▶ Pointing items
━━━━━━━━━━━━━━━━━━━━━━━━━━━━━━
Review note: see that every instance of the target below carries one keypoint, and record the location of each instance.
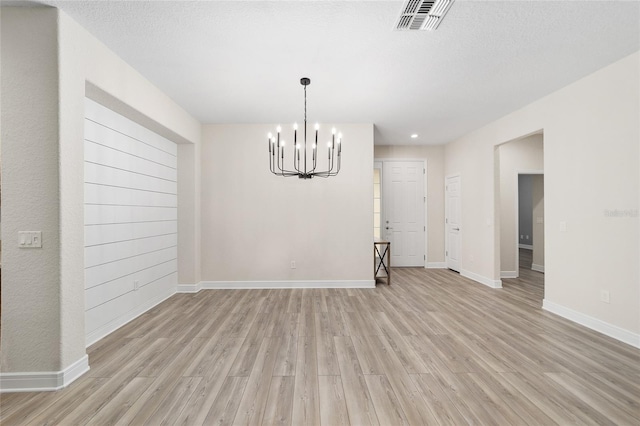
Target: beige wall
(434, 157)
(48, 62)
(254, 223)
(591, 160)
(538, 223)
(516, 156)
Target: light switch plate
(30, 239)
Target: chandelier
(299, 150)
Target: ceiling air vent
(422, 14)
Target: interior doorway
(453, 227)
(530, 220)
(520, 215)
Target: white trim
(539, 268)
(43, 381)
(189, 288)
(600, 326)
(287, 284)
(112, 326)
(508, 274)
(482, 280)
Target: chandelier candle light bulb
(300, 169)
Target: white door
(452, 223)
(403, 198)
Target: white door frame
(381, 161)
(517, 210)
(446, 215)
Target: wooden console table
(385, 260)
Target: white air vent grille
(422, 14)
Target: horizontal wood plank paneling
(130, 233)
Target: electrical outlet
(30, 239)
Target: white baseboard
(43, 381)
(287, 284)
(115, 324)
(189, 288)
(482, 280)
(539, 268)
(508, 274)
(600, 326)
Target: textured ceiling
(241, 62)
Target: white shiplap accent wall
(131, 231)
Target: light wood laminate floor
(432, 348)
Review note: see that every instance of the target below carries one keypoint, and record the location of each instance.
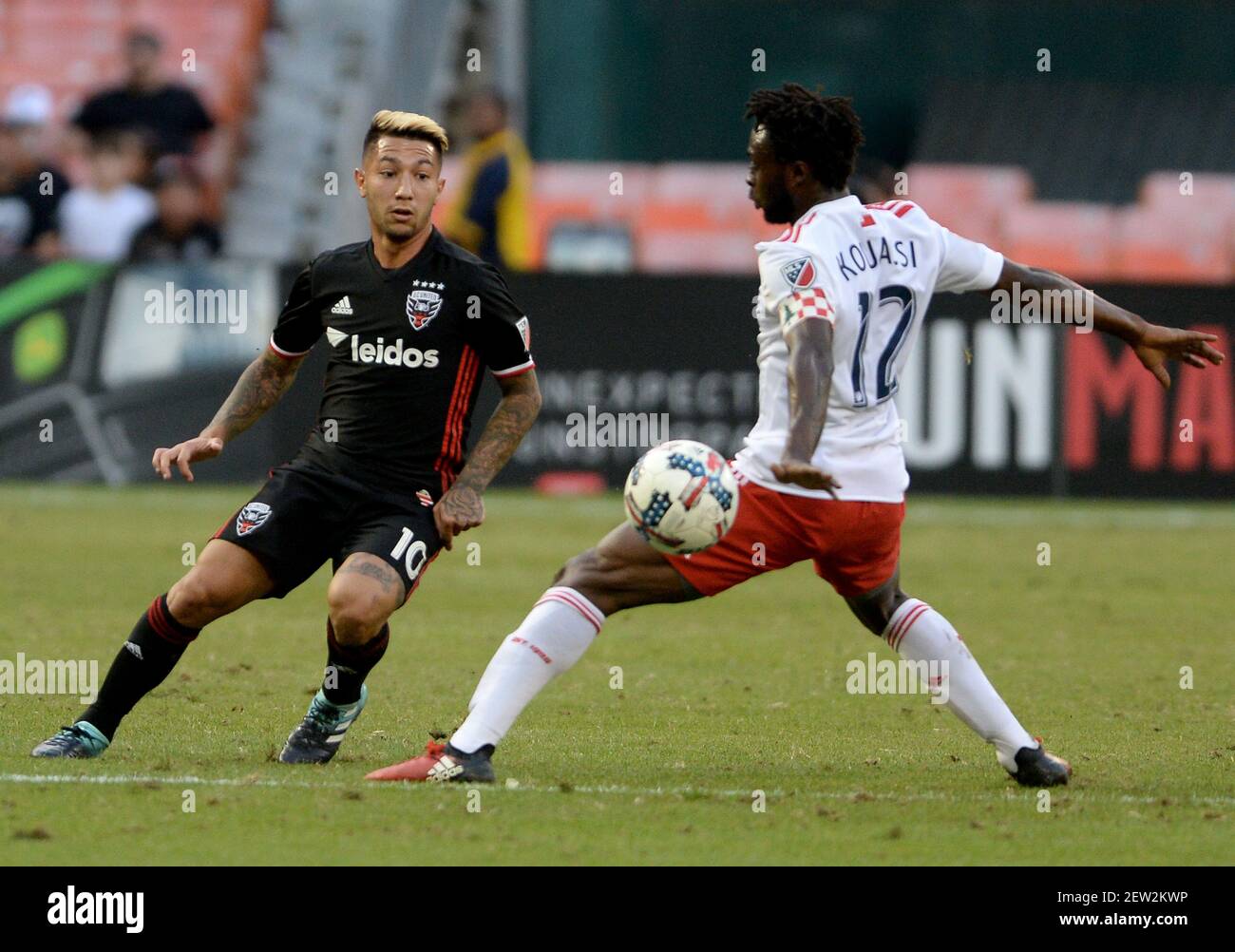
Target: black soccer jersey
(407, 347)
━━━━━━━━━━━━━━━━━━━━━━━━━━━━━━
Rewrite all the items above, changing "beige wall" to "tan wall" and keeping everything else the same, and leave out the pictures.

Review note: see that every instance of the target below carries one keypoint, and record the location of each instance.
Target: tan wall
(434, 157)
(48, 62)
(254, 223)
(591, 160)
(538, 223)
(516, 156)
Target: light switch plate
(30, 239)
Target: chandelier
(299, 150)
Target: ceiling air vent
(422, 14)
Target: interior doorway
(453, 227)
(530, 220)
(520, 215)
Target: white trim
(539, 268)
(43, 381)
(189, 288)
(600, 326)
(287, 284)
(112, 326)
(508, 274)
(482, 280)
Target: chandelier candle light bulb
(300, 169)
Target: white door
(452, 223)
(403, 198)
Target: white door frame
(381, 161)
(517, 210)
(446, 215)
Target: wooden console table
(385, 260)
Target: white air vent grille
(422, 14)
Target: horizontal wood plank paneling
(130, 233)
Target: electrical outlet
(30, 239)
Target: white baseboard
(43, 381)
(287, 284)
(115, 324)
(189, 288)
(482, 280)
(539, 268)
(508, 274)
(600, 326)
Target: textured ceiling
(241, 62)
Target: white shiplap accent wall
(131, 231)
Target: light wood laminate floor
(432, 348)
Review note: see that every instance of the target below carries one keypoint, and record the location of each instance.
Target: black soccer jersey
(407, 347)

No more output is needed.